Assignment
Strip out the pictures and transcribe the records that follow exactly.

Entries shown
= = = = =

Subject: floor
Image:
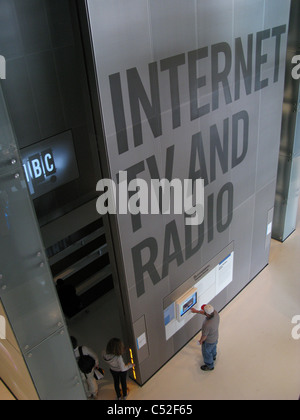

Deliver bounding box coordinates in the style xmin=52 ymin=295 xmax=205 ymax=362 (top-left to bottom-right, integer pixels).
xmin=1 ymin=213 xmax=300 ymax=401
xmin=75 ymin=209 xmax=300 ymax=401
xmin=127 ymin=231 xmax=300 ymax=401
xmin=0 ymin=381 xmax=15 ymax=401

= = = = =

Solution for this problem
Subject: floor
Image:

Deliver bounding box coordinates in the style xmin=52 ymin=295 xmax=205 ymax=362 (top-left to bottom-right, integer pixels).
xmin=1 ymin=213 xmax=300 ymax=401
xmin=75 ymin=209 xmax=300 ymax=401
xmin=127 ymin=231 xmax=300 ymax=401
xmin=0 ymin=381 xmax=15 ymax=401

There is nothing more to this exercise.